Metin bölümü:
● ● ● ● ● ● ●
Tarımda kuraklık riski
İklim değişikliği sonuçları itibariyle insanlığı yakından ilgilendiriyor. Bu yıl iklim değişikliğinin bir sonucu olarak yaşanan meterolojik kuraklığın, tarımsal kuraklığa dönme riski ise büyük kaygı oluşturuyor. Uzmanlar kuraklık riskinin sadece bu yıla has olmadığını, ilerisi için önlemler alması gerektiğinin altını çiziyor. Özellikle su kullanımı ve çiftçilerin yapay zeka kullanımına hazırlanması bu açıdan önem kazanıyor. Üstelik tarımda doğru adımların atılması durumunda küresel tahıl ve bakliyat pazarında Türkiye’yi büyük fırsatlar bekliyor.
Kuraklık tehdidi dünyanın değişik bölgelerinde kendini göstermeye başladı. Kuzey Amerika Kuraklık Gözlemi (NADM) adlı kuruluş, Kuzey Amerika’nın son 20 yılda ikinci büyük kuraklıkla karşı karşıya olduğu açıkladı. NADM, şu anki kuraklığın ülkenin orta batı kesimindeki Arizona, New Meksika, Nevada California ve Wyoming gibi eyaletlerde etkili olduğunu vurguladı. Açıklamada, kuraklığın ayrıca Kuzey Amerika’nın güneyindeki Meksika ile kuzeyindeki Kanada’nın bir kısmını da etkisi altına aldığının görüldüğü ifade edildi. Küresel iklim değişikliği ve doğal kaynaklar üzerinde artan nüfus baskısı tarım ve gıda üretimine etki eden unsunları sürekli gündemde tutuyor.
Küresel tehdidin zirve noktasında, bu yıl yağışların yeterince olmaması, tarım sektöründe son yılların en kurak dönemine işaret ediyor. Türkiye 2020-2021 tarım sezonuna kurak bir ortamda giriyor. Güneydoğu Anadolu ve Konya Havzası’nda meteorolojik kuraklık yerini tarımsal kuraklığa bıraktı. Kuraklığın özellikle tahıl ve bakliyat üretimine etki edeceği öngörüsü, sektör uzmanları tarafından dile getiriliyor.
● ● ● ● ● ● ●
Verilen kayıtlar:
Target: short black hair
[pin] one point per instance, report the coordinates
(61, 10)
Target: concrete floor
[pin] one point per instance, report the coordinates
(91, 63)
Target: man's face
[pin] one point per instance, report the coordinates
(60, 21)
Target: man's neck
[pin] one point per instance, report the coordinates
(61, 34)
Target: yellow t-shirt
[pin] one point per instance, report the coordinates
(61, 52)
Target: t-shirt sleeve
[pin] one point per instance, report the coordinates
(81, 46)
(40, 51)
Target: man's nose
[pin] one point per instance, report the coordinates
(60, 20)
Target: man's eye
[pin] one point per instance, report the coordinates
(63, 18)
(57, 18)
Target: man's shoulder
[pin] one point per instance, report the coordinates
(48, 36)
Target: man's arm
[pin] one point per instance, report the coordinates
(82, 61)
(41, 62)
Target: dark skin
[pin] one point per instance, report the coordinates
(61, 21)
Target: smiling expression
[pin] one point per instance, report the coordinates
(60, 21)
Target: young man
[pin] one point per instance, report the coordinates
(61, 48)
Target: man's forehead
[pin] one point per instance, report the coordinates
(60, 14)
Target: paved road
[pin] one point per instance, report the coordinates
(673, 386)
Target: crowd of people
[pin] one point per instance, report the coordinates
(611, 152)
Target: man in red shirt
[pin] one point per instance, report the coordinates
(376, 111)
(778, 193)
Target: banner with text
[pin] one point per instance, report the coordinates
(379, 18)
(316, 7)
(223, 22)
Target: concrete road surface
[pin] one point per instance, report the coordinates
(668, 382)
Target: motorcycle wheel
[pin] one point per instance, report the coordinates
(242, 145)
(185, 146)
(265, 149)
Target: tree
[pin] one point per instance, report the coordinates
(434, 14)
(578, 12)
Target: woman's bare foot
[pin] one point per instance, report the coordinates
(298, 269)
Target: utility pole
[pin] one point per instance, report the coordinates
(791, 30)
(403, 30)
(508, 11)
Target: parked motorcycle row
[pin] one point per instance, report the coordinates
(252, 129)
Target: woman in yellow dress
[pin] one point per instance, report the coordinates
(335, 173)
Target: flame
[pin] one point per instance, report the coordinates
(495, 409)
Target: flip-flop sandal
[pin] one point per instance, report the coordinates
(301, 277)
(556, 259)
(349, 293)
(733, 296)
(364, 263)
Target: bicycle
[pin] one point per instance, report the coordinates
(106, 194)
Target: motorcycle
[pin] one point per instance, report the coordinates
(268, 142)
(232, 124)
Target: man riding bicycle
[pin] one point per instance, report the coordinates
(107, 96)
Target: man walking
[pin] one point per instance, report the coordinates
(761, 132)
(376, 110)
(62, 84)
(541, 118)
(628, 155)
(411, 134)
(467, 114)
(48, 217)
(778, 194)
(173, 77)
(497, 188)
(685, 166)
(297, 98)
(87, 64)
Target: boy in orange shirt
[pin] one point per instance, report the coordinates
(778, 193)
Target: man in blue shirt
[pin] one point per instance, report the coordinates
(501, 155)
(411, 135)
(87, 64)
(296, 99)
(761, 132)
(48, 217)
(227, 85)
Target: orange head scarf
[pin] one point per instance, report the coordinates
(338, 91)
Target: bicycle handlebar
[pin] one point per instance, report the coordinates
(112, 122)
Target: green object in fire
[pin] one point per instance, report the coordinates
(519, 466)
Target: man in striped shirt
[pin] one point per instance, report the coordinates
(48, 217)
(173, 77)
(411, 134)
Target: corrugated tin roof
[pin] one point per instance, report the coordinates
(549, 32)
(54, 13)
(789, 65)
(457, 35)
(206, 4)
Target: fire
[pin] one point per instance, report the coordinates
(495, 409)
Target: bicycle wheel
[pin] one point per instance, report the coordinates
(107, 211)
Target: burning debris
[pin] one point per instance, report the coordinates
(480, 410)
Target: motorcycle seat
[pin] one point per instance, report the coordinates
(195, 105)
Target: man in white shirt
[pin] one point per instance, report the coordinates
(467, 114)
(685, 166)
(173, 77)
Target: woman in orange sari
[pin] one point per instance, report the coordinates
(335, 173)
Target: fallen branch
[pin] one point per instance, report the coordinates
● ● ● ● ● ● ●
Yapılacaklar:
a) Kayıtlarda "Target: woman in orange sari" satırından başlayıp kayıtların son satırında biten bölümü, iki uç da dahil olmak üzere, aynen alıntılayın.
b) Tarımdaki kuraklık riskini anlatan metni kaldığı yerden devam ettirin.
Metin ile kayıtların birbiriyle hiçbir bağı yoktur.

Görev yanıtları:
a)
Target: woman in orange sari
[pin] one point per instance, report the coordinates
(335, 173)
Target: fallen branch
[pin] one point per instance, report the coordinates

b)
‘Meteorolojik kuraklık tarımsal kuraklığa ilerledi’
Türkiye’deki tabloyu çeşitli sivil toplum kuruluşları yaptıkları araştırmalarla ortaya koyuyor. Bu amaçla tarım kesiminin en güçlü örgütü Türkiye Ziraat Odaları Birliği (TZOB), ‘2020-2021 Tarımsal Üretim Dönemi Kuraklık Risk Tahmin Raporu”nu açıkladı. Araştırmayla elde ettikleri bulguları açıklayan TZOB Birliği Başkanı Şemsi Bayraktar, üretim döneminin başladığı 1 Ekim 2020–30 Nisan 2021 döneminde ülkemizde yağışların 337,5 milimetre (mm) olduğuna ve normale oranla yüzde 23,6, geçen yıla oranla ise yüzde 18,6 azaldığına dikkati çekerek, “Sonbahar yağışları tüm bölgelerde uzun yıllar ortalamasından ve geçen yıldan düşük olurken, en fazla azalma yüzde 31 ile İç Anadolu Bölgesi’nde olmuştur. Ege ve Karadeniz bölgelerinde ise son 40 yılın en kurak sonbaharı yaşanmıştır” diye belirtti. Bayraktar, mayıs ayında bazı illerimizde meteorolojik kuraklığın, bazı illerde tarımsal kuraklığa kadar ilerlediğini söyledi. Bulgularla beraber kuraklıktan etkilenen üreticilere yönelik alınabilecek çözüm önerilerini de sıralayan Bayraktar’ın “eski ve atıl vaziyette olan sulama sistemleri yenilenmeli, kapalı sistemlere geçilmeli” önerisi, işin temel çözümünün su kullanımı olduğuna işaret etti.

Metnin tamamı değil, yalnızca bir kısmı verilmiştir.